- **TEXTE CITÉ**
-.-.-

En 1947. J'y suis entrée dans des conditions un peu particulières. J'étais membre du C.E.S. parce que dès ce moment-là on pensait qu'il était souhaitable qu'un chercheur soit plus ou moins membre d'un laboratoire, mais je n'habitais pas Paris. J'ai habité de 1947 à la fin de 1950 à Besançon où j'ai fait une recherche sur l'industrie horlogère, qui était typique de Besançon à l'époque. Mes liens avec le C.E.S. étaient un peu sporadiques. Je venais trois ou quatre fois par an à Paris et je faisais un topo devant quelques autres chercheurs. Nous n'étions pas nombreux, je crois que nous étions huit à l'époque quand le CES était encore boulevard Arago. Je n'ai pas connu son tout premier local qui était rue Montpensier, en 1946. Je n'y étais pas en permanence comme j'ai pu y être par la suite avec un bureau sur place pendant des années.

L'activité d'enseignement du CES était-elle importante?
C'était un quasi enseignement, un enseignement mutuel. Chacun parlait de ses recherches, mais probablement aussi y avait-il des étudiants, encore plus jeunes que nous (nous avions 24 ans !), qui venaient assister à ces comptes rendus de recherche. Je ne suis pas sûre que Gurvitch ait fait très fortement la différence entre les chercheurs et les étudiants. Il planait un peu, Gurvitch. Il était très prof. d'université. De plus, nous étions inscrits en thèse avec lui. Nous avions le privilège de recevoir un salaire, mais je pense que chercheurs et étudiants étaient un peu assimilés dans son esprit.
Ma formation initiale est philosophique. Celle de mon mari, qui est sociologue, également. Il a passé l'agrégation tandis que je me suis orientée vers le CNRS très tôt, aussitôt après le Diplôme d'Études supérieures. C'était un peu un privilège de famille. Je ne dis pas que c'était un privilège en ce sens que j'avais à peu près ce qu'il faut pour faire de la recherche, mais en ce sens que je connaissais le CNRS et surtout que j'étais reconnue : il est possible que la petite commission de philosophie, qui comportait aussi sociologues et psychologues, mait demandé de passer d'abord l'agrégation, si je n'avais pas été la fille de Jamati. Je n'en ai pas beaucoup de remords parce que je crois que je n'ai pas mal travaillé depuis ! Mais les deux ou trois premières années, pendant lesquelles en plus j'ai eu des enfants, il est possible que je nai pas été très bien vue, si je n'avais pas eu ce petit privilège.

-.-.-

- **DONNÉES BRUTES**
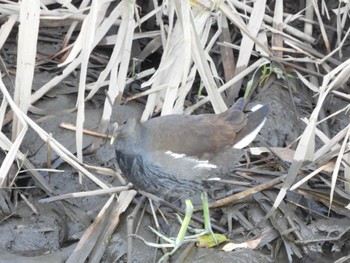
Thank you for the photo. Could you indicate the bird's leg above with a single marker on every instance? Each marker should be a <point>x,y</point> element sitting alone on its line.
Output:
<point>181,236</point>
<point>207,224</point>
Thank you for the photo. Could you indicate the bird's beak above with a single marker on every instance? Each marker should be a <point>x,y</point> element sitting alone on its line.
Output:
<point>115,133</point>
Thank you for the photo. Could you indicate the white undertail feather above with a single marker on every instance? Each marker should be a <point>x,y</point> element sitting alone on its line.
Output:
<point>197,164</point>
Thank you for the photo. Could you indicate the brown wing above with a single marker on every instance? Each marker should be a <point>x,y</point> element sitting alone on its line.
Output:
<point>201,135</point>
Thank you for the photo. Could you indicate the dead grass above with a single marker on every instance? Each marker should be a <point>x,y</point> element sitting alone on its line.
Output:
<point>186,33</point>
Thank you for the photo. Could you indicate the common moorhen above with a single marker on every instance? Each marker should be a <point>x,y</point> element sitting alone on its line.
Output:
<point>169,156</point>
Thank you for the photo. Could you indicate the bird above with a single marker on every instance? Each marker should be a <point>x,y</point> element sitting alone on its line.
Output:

-.-.-

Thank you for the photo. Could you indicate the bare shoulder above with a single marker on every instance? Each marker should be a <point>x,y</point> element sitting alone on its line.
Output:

-.-.-

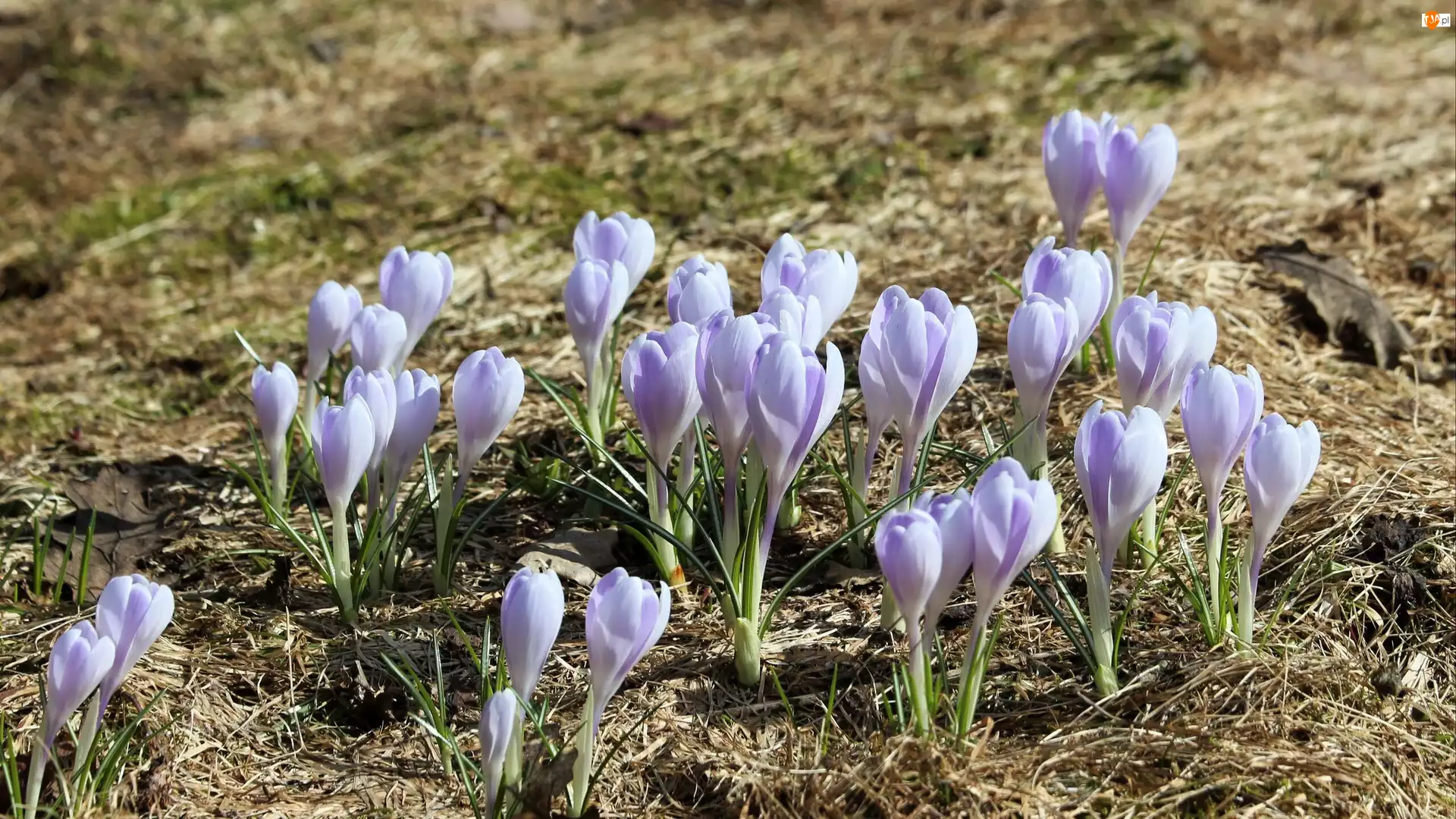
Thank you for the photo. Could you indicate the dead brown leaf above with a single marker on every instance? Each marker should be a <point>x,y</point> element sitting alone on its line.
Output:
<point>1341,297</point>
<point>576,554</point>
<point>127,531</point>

-.-.-

- **CONSIGNES**
1. Répondez à ces questions d'après le témoignage sur les débuts au CES :
(a) Dans quelle ville la personne interrogée a-t-elle habité de 1947 à la fin de 1950, et sur quoi portait sa recherche ?
(b) Combien de chercheurs le CES comptait-il, selon elle, quand il se trouvait boulevard Arago ?
(c) Quelle est sa formation initiale ?
2. Rédigez la suite du témoignage sur les débuts au CES, en partant de sa dernière phrase.

- **RÉPONSES**
1.
(a) À Besançon. Sa recherche portait sur l'industrie horlogère.
(b) Huit, d'après son souvenir.
(c) Une formation philosophique.

2.
Il y avait visiblement une crainte de la part des hommes que la femme ne profite d'être chercheur pour ne pas travailler tellement et tenir son ménage ! Les femmes de ma génération - au début en tout cas, parce qu'après on s'est bien rattrapées ! -, pensaient moins à leur carrière. Elles pensaient à travailler parce que ça les intéressait, mais pas forcément avec un plan de carrière. Mes collègues masculins, bien que l'institution soit flottante et que donc le plan de carrière ne puisse pas être absolument rigoureux, pensaient plus à l'avenir. C'est sans doute vrai en un sens qu'ils avaient plus le temps de travailler, que quelqu'un qui s'occupait vraisemblablement un peu plus que son mari de deux ou trois enfants ! C'était difficile de se faire une place à égalité. Cela avait des incidences sur le fait que, par exemple, dans les réunions, c'était la femme qui avait exactement les mêmes titres que les autres qui allait prendre les notes... Madeleine Guilbert et moi en avons pris conscience un beau jour et nous nous sommes rebellées, mais au début, même nous, nous avions intériorisé ce rôle-là comme évident !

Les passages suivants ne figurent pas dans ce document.